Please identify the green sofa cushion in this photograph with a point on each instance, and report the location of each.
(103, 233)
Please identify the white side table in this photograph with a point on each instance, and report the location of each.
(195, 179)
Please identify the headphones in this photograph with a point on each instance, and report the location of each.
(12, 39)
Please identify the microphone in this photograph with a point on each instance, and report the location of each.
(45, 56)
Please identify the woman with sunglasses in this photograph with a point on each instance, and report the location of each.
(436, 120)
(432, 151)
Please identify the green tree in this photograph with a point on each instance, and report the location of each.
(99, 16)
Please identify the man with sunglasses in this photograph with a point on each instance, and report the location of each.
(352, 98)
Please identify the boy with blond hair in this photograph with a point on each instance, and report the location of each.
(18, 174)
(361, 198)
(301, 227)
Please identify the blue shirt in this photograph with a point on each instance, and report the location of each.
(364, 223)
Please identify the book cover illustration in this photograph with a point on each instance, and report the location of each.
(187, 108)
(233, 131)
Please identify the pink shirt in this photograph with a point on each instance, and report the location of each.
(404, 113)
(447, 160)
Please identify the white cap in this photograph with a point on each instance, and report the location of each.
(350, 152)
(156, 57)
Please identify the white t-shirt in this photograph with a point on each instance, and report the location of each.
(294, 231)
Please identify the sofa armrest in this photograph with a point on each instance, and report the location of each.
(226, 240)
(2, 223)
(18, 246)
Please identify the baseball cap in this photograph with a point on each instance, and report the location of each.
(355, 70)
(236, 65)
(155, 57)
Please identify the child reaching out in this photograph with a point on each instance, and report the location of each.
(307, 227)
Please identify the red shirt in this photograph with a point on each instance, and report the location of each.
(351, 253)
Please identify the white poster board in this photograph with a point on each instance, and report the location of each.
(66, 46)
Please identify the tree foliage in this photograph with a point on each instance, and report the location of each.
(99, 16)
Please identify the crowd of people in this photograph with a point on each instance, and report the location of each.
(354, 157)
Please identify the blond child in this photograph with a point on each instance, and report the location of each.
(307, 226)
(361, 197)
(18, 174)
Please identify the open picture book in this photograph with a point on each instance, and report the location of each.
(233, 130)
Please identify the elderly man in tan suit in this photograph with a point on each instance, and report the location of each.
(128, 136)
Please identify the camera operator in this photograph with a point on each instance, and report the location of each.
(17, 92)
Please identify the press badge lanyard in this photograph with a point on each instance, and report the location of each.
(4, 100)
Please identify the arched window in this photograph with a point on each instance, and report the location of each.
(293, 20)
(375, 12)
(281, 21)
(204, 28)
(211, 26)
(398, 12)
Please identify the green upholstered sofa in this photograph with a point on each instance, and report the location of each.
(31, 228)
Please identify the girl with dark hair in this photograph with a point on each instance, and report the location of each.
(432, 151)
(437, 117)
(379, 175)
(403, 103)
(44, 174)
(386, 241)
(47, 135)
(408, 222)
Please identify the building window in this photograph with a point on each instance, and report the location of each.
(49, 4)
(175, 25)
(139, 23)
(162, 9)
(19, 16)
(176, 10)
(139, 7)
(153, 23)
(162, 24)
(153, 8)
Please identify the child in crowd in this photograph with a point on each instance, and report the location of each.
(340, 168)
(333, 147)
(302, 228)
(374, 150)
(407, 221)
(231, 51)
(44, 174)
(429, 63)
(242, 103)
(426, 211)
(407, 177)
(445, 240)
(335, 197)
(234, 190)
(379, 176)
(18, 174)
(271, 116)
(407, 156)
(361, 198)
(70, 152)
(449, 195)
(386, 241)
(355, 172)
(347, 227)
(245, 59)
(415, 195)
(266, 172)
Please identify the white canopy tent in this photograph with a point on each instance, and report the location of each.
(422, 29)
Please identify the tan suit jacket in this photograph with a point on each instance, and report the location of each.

• • •

Copy all of the records above word for word, keeping them in their original order.

Please identify the green sofa cushion in this photograph with a point on each instance, and report the location of each.
(103, 233)
Please identify the white side table in this photograph with a point on each instance, and report the location of each.
(195, 179)
Please identify the headphones in this photograph with a point on each instance, and report the location of each.
(12, 39)
Please identify the microphone in this photograph with a point on each instance, and report the location of each.
(45, 56)
Please identify the woman with sunglasses in this photograph with a point on each instance, and report the location of each.
(436, 120)
(432, 151)
Please identify the green tree in this photograph with a point on each instance, and report the location of each.
(99, 16)
Please identify the man with sunglasses in this photograph with a point on each instance, and report the location of each.
(352, 98)
Please identify the boy with blond hair in this photograph with a point on each instance, and report the location of each.
(18, 174)
(361, 198)
(301, 227)
Please identify the blue shirt in this photograph with a point on each instance, and report the location of each.
(364, 223)
Please identify the book cover illustration in this photograph with a point on each instance, and report the location of each.
(187, 108)
(233, 131)
Please identify the pink shirt in this photograph with a point on each instance, and report the location of each.
(404, 113)
(447, 160)
Please identify the white cap in this photograph with a point on each instance, and report the location of each.
(350, 152)
(156, 57)
Please identify the white t-shirt in this photograph with a point on each instance, and report the location of each.
(294, 231)
Please identify the sofa armrest in this photograph with a point on each instance, and report the location of each.
(226, 240)
(2, 223)
(18, 246)
Please identify the baseball cap in this photograph with a point on each instance, and report the location of each.
(355, 70)
(236, 65)
(155, 57)
Please identify the child reaching out in this photograph with a point on each instance, and report the location of each.
(307, 227)
Please identify the red shirt in this photograph with a point on each instance, and report the location of each.
(351, 253)
Please identify the white poster board in this photograph with a point on each instance, and report the location of each.
(66, 46)
Please identify the tree foliage in this photograph with a point on each instance, and report the location of each.
(99, 16)
Please identify the crowd of people in this photograph with a point on each instance, and report the location of each.
(354, 157)
Please identify the blond child in this photograph with a point on each instance, and report the location of each.
(307, 226)
(361, 197)
(18, 174)
Please identify the open picture book in this photograph with a point on each instance, and report the location of each.
(233, 130)
Please identify the elderly man in tan suit in this photograph with a point on each instance, and report the location of each.
(128, 136)
Please identify the camera operator in this photograph with a point on each instance, and report the location of each.
(17, 92)
Please identify the press badge lanyard in this photograph with a point on each instance, and report the location of each.
(4, 100)
Please identify the arched window in this photograph with a point on each instance, and report the location of each.
(293, 20)
(375, 12)
(281, 21)
(204, 28)
(211, 26)
(398, 12)
Please identify the green upholstered sofa in this photograph with a point on each instance, and report the location of each.
(31, 228)
Please identify the girl with dark hair in this photograph with a point on each instance, and report the location of each.
(432, 151)
(437, 117)
(379, 175)
(403, 103)
(44, 174)
(386, 241)
(47, 135)
(408, 222)
Please identify the building window in this photograph with a point on each instance, and report the location of each.
(49, 4)
(175, 25)
(139, 23)
(162, 9)
(19, 16)
(176, 10)
(139, 7)
(153, 23)
(162, 24)
(153, 8)
Please identify the child in crowd in this photograph with a point on each instance, and report the location of each.
(340, 168)
(333, 147)
(302, 228)
(374, 150)
(407, 221)
(231, 51)
(44, 174)
(429, 63)
(242, 103)
(426, 211)
(407, 177)
(445, 240)
(335, 197)
(234, 190)
(379, 176)
(18, 174)
(271, 116)
(407, 156)
(361, 198)
(70, 152)
(449, 195)
(386, 241)
(355, 172)
(347, 227)
(245, 59)
(415, 195)
(266, 172)
Please identify the white canopy tent in this photograph with a point on each instance, and report the location of each.
(422, 29)
Please identify the tan suit jacket in this photograph with a point on each instance, and report the location of each.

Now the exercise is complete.